____ Information provided
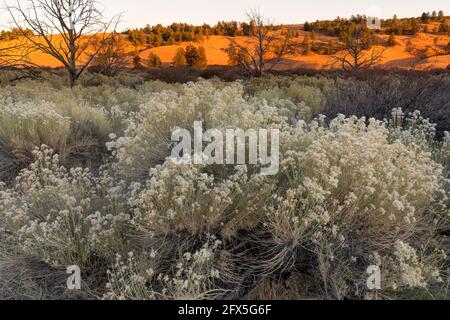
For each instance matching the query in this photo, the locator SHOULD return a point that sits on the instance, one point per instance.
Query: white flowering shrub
(65, 217)
(96, 188)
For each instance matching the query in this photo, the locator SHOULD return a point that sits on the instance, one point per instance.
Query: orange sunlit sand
(421, 56)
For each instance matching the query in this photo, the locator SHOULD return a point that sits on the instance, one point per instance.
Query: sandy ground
(420, 56)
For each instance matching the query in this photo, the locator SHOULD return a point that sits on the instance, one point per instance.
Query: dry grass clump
(351, 192)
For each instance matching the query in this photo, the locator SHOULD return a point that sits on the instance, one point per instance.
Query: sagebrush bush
(351, 192)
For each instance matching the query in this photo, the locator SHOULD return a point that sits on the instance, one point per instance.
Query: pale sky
(138, 13)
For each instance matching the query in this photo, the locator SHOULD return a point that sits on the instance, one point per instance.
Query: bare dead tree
(63, 29)
(15, 58)
(267, 51)
(357, 56)
(109, 55)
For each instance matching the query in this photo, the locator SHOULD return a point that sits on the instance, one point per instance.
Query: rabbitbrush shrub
(351, 192)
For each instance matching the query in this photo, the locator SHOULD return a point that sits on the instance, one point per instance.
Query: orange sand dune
(421, 54)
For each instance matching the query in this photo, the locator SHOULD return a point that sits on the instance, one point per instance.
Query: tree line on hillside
(88, 39)
(340, 27)
(160, 35)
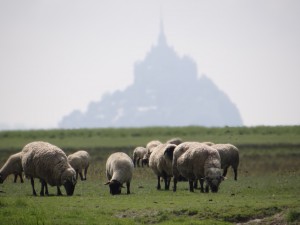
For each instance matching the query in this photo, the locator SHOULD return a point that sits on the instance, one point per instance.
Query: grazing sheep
(13, 165)
(50, 164)
(203, 163)
(139, 154)
(119, 169)
(179, 150)
(229, 157)
(175, 141)
(160, 162)
(80, 160)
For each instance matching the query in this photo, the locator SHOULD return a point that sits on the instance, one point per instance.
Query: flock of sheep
(190, 161)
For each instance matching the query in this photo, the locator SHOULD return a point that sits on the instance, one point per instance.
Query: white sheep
(13, 165)
(139, 154)
(150, 146)
(229, 157)
(203, 163)
(178, 151)
(80, 161)
(119, 170)
(50, 164)
(160, 162)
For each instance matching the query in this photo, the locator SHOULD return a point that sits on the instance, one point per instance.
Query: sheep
(80, 160)
(176, 141)
(139, 154)
(202, 162)
(179, 150)
(150, 146)
(13, 165)
(229, 157)
(160, 162)
(119, 170)
(50, 164)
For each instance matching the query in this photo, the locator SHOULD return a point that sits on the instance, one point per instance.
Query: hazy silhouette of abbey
(166, 92)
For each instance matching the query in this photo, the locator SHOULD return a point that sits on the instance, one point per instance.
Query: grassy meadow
(267, 190)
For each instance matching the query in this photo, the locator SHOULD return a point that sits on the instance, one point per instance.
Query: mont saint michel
(166, 91)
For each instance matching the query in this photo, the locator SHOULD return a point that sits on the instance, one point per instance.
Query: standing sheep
(179, 150)
(119, 169)
(139, 154)
(229, 157)
(80, 160)
(203, 163)
(161, 163)
(13, 165)
(50, 164)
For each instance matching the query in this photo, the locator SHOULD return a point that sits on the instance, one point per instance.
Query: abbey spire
(162, 41)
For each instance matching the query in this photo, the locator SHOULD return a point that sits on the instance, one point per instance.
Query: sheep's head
(69, 180)
(213, 178)
(115, 187)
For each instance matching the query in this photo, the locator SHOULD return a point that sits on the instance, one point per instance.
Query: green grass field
(267, 190)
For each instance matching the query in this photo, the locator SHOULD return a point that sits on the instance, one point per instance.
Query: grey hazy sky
(59, 55)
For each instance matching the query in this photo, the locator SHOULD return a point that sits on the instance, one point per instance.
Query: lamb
(229, 157)
(80, 160)
(139, 154)
(160, 162)
(13, 165)
(119, 170)
(50, 164)
(203, 163)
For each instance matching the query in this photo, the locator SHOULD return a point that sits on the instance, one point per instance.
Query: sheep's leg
(225, 171)
(58, 191)
(32, 185)
(128, 187)
(206, 188)
(134, 162)
(80, 174)
(235, 173)
(15, 179)
(138, 162)
(44, 187)
(21, 178)
(191, 183)
(201, 185)
(175, 184)
(85, 172)
(196, 184)
(166, 180)
(158, 183)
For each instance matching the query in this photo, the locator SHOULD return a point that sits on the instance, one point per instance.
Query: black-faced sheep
(179, 150)
(229, 157)
(13, 165)
(80, 161)
(119, 170)
(139, 154)
(50, 164)
(203, 163)
(161, 163)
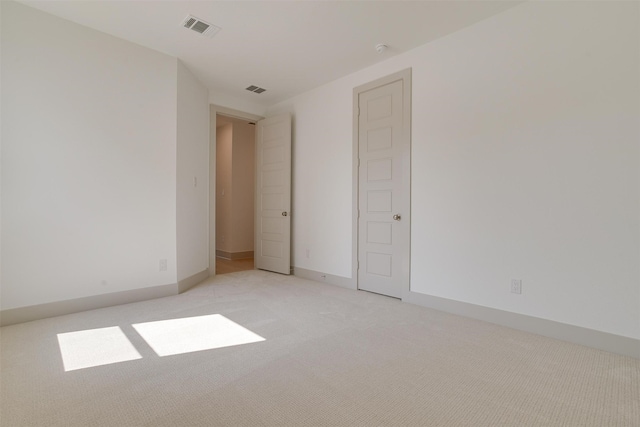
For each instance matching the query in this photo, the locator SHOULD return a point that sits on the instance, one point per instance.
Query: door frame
(229, 112)
(405, 76)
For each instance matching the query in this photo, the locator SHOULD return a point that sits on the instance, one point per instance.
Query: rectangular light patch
(186, 335)
(95, 347)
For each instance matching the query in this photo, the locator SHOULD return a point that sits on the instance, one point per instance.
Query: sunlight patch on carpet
(189, 334)
(95, 347)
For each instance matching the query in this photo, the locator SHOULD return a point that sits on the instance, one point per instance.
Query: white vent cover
(200, 26)
(256, 89)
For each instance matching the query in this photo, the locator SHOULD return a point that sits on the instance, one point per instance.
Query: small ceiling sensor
(380, 47)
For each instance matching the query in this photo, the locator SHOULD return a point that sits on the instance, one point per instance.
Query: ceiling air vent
(199, 26)
(256, 89)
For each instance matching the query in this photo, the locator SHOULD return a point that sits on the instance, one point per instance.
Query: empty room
(439, 219)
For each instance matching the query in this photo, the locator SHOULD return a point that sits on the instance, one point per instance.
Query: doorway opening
(234, 194)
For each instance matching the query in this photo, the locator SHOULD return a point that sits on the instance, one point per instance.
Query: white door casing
(273, 195)
(383, 139)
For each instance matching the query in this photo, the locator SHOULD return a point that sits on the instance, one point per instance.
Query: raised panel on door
(382, 240)
(273, 195)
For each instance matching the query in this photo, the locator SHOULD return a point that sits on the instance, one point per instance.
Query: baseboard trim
(191, 281)
(575, 334)
(343, 282)
(234, 255)
(59, 308)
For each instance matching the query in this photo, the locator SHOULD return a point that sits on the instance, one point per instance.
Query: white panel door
(273, 195)
(383, 243)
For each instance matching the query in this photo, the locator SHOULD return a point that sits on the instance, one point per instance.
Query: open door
(273, 195)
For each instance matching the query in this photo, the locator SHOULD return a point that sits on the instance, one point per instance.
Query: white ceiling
(286, 47)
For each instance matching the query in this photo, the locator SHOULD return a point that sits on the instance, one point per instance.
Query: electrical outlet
(516, 286)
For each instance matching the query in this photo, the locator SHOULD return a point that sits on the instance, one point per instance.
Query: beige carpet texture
(260, 349)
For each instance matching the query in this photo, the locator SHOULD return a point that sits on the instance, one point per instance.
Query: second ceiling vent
(200, 26)
(256, 89)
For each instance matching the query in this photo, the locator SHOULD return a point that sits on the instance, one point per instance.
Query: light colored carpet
(330, 357)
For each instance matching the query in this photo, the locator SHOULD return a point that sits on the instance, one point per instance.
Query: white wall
(525, 164)
(88, 161)
(192, 175)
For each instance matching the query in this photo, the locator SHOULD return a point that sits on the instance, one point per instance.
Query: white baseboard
(549, 328)
(343, 282)
(191, 281)
(234, 255)
(60, 308)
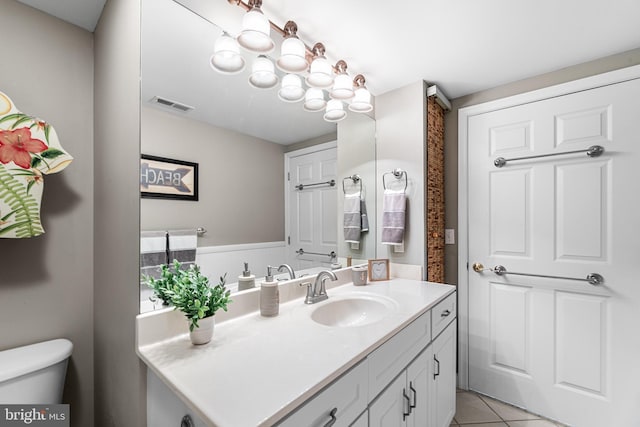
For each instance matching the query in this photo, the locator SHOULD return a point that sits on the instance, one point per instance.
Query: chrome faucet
(282, 267)
(318, 292)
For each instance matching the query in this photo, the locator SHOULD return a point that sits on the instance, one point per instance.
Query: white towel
(182, 246)
(352, 218)
(364, 219)
(394, 204)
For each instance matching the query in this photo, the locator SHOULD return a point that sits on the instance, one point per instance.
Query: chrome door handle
(333, 419)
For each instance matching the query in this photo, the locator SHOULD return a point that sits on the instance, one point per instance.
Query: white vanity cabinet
(443, 377)
(338, 405)
(405, 403)
(411, 380)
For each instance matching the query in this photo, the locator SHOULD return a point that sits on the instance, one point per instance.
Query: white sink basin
(353, 310)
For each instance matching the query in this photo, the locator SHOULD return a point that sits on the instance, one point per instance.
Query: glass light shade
(226, 56)
(291, 89)
(335, 111)
(320, 73)
(256, 32)
(292, 56)
(342, 87)
(361, 102)
(314, 100)
(263, 74)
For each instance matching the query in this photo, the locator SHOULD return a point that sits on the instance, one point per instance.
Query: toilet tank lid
(30, 358)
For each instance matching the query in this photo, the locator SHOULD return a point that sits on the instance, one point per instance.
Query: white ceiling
(463, 46)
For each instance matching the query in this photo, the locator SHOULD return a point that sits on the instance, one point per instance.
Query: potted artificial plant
(192, 294)
(163, 285)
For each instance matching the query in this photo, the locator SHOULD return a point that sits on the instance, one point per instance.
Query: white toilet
(34, 374)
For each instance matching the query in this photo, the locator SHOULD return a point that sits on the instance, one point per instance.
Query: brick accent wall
(435, 191)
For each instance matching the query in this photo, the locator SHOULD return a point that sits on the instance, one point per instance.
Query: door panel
(555, 346)
(313, 210)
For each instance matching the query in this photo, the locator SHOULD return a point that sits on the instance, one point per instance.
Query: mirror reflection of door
(312, 222)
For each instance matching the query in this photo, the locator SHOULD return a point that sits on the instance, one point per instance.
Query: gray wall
(46, 282)
(120, 398)
(622, 60)
(241, 181)
(400, 140)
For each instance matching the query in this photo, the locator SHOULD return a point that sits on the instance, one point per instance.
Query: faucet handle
(309, 290)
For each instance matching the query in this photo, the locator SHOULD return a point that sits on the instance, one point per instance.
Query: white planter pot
(204, 333)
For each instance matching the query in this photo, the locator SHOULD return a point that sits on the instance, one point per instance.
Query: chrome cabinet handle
(186, 421)
(415, 396)
(406, 398)
(333, 419)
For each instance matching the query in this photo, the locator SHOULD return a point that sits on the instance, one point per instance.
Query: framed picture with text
(378, 269)
(163, 178)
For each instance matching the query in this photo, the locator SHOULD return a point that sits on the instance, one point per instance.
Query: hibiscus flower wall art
(29, 148)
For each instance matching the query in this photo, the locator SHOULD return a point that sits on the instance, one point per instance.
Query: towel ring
(355, 178)
(398, 174)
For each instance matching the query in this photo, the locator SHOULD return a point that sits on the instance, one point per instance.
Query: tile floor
(475, 410)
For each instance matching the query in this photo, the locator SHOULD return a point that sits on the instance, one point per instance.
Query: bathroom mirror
(237, 134)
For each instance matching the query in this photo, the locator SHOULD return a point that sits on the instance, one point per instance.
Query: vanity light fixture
(361, 102)
(293, 51)
(335, 111)
(263, 75)
(226, 56)
(297, 60)
(320, 70)
(256, 30)
(291, 89)
(314, 100)
(342, 84)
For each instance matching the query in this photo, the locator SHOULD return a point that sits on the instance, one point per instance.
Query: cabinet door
(389, 409)
(418, 389)
(443, 377)
(340, 403)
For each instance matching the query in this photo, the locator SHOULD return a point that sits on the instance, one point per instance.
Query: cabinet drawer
(388, 360)
(348, 394)
(442, 314)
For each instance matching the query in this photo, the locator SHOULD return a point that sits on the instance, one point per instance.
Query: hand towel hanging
(352, 218)
(393, 217)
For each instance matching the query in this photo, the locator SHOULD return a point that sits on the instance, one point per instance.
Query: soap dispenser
(247, 280)
(269, 296)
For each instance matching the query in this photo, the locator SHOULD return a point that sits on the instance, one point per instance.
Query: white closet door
(562, 348)
(313, 210)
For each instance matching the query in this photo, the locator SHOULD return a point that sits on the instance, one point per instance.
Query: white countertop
(257, 369)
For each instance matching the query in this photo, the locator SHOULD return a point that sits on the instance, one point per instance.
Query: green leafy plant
(162, 286)
(192, 294)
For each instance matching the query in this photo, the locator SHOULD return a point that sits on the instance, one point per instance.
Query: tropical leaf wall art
(29, 149)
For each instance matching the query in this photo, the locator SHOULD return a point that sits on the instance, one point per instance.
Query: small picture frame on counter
(378, 269)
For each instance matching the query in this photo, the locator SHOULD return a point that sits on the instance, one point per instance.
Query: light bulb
(314, 100)
(335, 111)
(292, 56)
(256, 32)
(226, 56)
(291, 89)
(263, 74)
(361, 102)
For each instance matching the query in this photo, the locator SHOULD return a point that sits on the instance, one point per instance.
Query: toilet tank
(34, 374)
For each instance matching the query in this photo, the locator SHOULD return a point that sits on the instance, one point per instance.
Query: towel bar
(593, 151)
(329, 183)
(592, 278)
(331, 254)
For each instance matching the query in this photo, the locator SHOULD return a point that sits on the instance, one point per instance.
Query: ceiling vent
(171, 104)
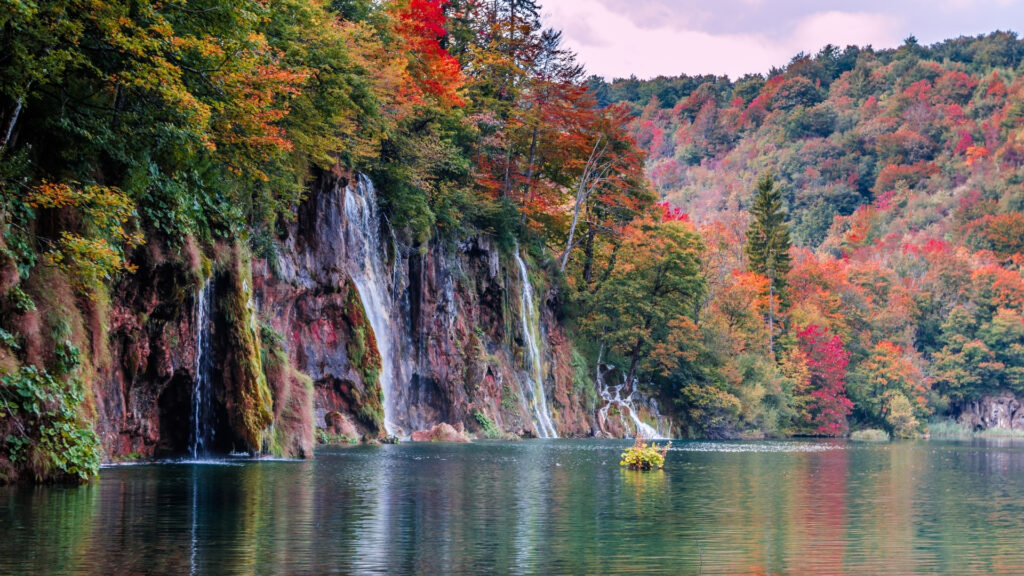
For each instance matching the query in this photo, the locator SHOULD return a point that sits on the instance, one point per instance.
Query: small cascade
(371, 278)
(202, 399)
(613, 396)
(531, 396)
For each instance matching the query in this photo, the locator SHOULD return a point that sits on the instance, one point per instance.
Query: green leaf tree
(768, 246)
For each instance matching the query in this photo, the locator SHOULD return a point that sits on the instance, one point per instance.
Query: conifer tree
(768, 246)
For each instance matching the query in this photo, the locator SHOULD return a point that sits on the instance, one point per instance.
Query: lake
(543, 506)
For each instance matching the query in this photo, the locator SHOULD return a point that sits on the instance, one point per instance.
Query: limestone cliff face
(457, 354)
(293, 328)
(998, 411)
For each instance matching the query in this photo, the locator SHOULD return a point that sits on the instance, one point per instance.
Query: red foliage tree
(826, 360)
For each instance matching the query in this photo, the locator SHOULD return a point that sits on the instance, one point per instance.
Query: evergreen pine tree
(768, 246)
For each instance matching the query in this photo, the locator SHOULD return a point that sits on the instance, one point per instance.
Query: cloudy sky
(616, 38)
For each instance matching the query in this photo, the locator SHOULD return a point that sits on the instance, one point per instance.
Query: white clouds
(842, 29)
(615, 44)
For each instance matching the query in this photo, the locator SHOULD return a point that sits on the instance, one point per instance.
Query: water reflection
(538, 507)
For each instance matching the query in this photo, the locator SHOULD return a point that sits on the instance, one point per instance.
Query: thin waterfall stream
(370, 277)
(531, 397)
(202, 398)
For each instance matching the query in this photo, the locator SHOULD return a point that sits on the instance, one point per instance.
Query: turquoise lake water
(557, 506)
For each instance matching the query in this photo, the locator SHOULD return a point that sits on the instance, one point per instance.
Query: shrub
(869, 435)
(45, 433)
(643, 456)
(487, 426)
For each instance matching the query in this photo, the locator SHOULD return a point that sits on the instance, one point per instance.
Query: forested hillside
(900, 174)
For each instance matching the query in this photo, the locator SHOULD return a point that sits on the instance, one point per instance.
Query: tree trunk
(588, 262)
(9, 129)
(771, 318)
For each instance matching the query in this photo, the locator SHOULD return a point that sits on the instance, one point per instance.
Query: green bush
(869, 435)
(642, 456)
(45, 433)
(487, 426)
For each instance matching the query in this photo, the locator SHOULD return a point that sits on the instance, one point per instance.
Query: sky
(647, 38)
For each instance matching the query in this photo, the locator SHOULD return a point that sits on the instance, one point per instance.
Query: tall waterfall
(531, 396)
(202, 401)
(371, 278)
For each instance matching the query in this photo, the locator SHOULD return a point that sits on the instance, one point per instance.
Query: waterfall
(531, 397)
(371, 278)
(202, 401)
(613, 396)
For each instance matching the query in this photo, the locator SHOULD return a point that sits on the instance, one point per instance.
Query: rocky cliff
(313, 336)
(1003, 411)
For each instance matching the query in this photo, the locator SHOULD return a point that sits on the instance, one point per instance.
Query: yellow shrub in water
(642, 456)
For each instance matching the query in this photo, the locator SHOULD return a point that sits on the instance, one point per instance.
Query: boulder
(441, 433)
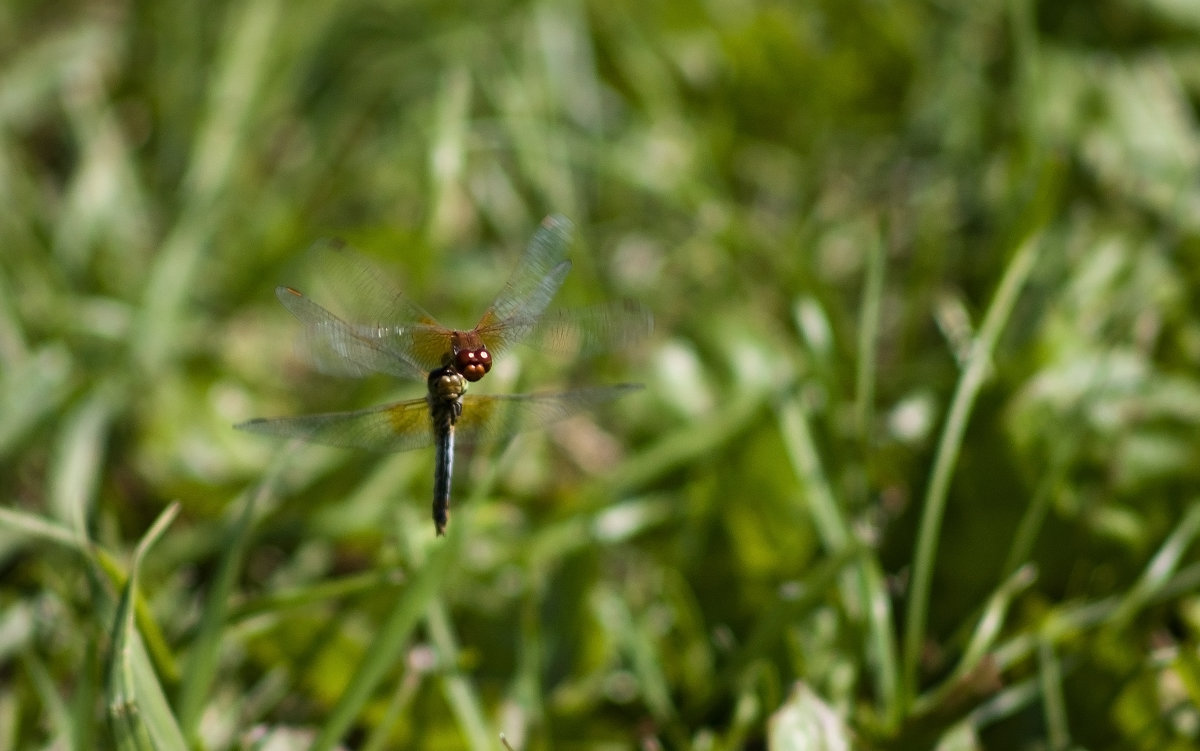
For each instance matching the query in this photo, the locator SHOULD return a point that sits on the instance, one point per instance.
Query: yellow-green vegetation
(917, 458)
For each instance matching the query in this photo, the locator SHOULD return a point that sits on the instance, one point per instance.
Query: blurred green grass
(917, 458)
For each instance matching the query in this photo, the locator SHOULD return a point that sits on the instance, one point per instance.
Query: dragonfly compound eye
(473, 364)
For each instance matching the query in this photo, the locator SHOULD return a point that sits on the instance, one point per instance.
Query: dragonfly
(388, 332)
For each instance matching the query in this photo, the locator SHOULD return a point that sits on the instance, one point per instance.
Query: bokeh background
(916, 463)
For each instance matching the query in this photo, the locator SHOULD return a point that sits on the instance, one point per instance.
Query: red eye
(473, 364)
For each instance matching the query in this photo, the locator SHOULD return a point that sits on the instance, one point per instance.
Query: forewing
(529, 288)
(334, 346)
(400, 426)
(493, 418)
(372, 311)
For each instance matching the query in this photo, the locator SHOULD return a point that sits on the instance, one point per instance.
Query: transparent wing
(372, 312)
(493, 418)
(529, 288)
(401, 426)
(336, 347)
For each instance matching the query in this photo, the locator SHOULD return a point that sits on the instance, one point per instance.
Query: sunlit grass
(915, 462)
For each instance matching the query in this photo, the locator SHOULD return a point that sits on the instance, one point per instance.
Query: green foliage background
(917, 457)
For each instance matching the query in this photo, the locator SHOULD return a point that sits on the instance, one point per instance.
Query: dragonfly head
(469, 355)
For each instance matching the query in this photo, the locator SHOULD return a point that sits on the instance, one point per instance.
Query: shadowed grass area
(916, 460)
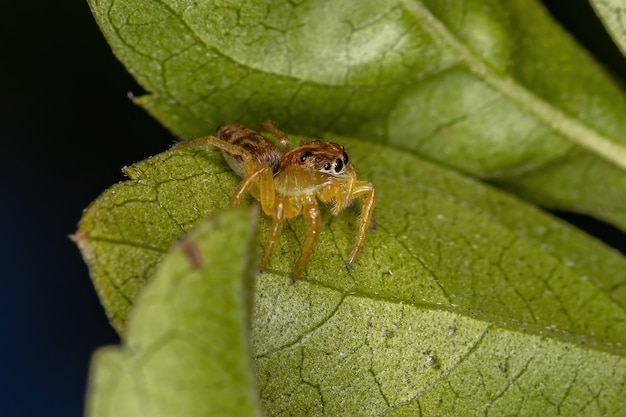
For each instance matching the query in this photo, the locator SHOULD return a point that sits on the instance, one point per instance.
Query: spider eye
(304, 156)
(338, 165)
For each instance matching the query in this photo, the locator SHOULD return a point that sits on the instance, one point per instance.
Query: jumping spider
(288, 182)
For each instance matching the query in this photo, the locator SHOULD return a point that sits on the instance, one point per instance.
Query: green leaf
(464, 301)
(613, 14)
(187, 350)
(491, 88)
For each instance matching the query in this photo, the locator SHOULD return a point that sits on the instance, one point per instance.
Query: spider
(288, 182)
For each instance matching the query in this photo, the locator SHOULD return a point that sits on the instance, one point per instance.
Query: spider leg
(261, 176)
(283, 139)
(311, 214)
(367, 192)
(277, 226)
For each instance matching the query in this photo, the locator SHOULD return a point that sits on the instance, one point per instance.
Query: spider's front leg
(366, 191)
(262, 177)
(278, 217)
(311, 213)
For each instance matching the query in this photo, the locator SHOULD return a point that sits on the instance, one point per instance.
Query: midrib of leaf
(567, 126)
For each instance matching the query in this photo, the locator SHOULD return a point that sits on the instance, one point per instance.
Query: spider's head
(319, 156)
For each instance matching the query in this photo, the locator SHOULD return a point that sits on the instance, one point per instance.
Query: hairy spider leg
(282, 137)
(261, 175)
(366, 191)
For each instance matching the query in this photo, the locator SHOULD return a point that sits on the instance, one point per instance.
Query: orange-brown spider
(288, 182)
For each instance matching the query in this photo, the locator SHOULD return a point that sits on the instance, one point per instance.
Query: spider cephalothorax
(290, 182)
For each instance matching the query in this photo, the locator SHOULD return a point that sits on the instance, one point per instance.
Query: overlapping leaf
(492, 88)
(463, 301)
(613, 14)
(187, 350)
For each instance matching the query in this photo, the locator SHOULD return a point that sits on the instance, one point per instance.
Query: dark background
(67, 127)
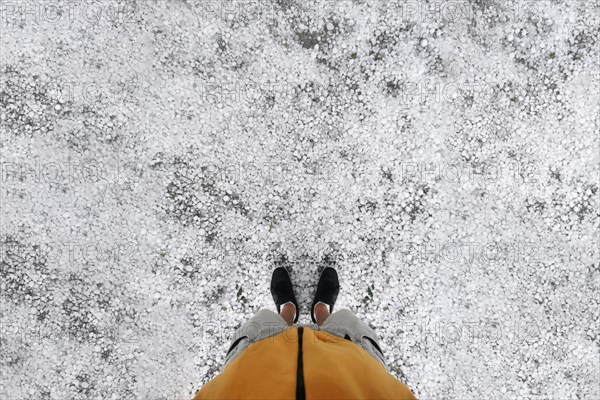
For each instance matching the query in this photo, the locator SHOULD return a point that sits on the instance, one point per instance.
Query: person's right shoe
(327, 290)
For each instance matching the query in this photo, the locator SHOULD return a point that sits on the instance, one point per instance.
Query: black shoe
(282, 290)
(327, 290)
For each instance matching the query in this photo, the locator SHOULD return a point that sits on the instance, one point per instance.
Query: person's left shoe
________
Exercise requirements — Find every line in the listing above that contains the word "carpet", and copy each of those lines.

Worked answer —
Query: sunlight patch on carpet
Query: beige carpet texture
Query: light colored carpet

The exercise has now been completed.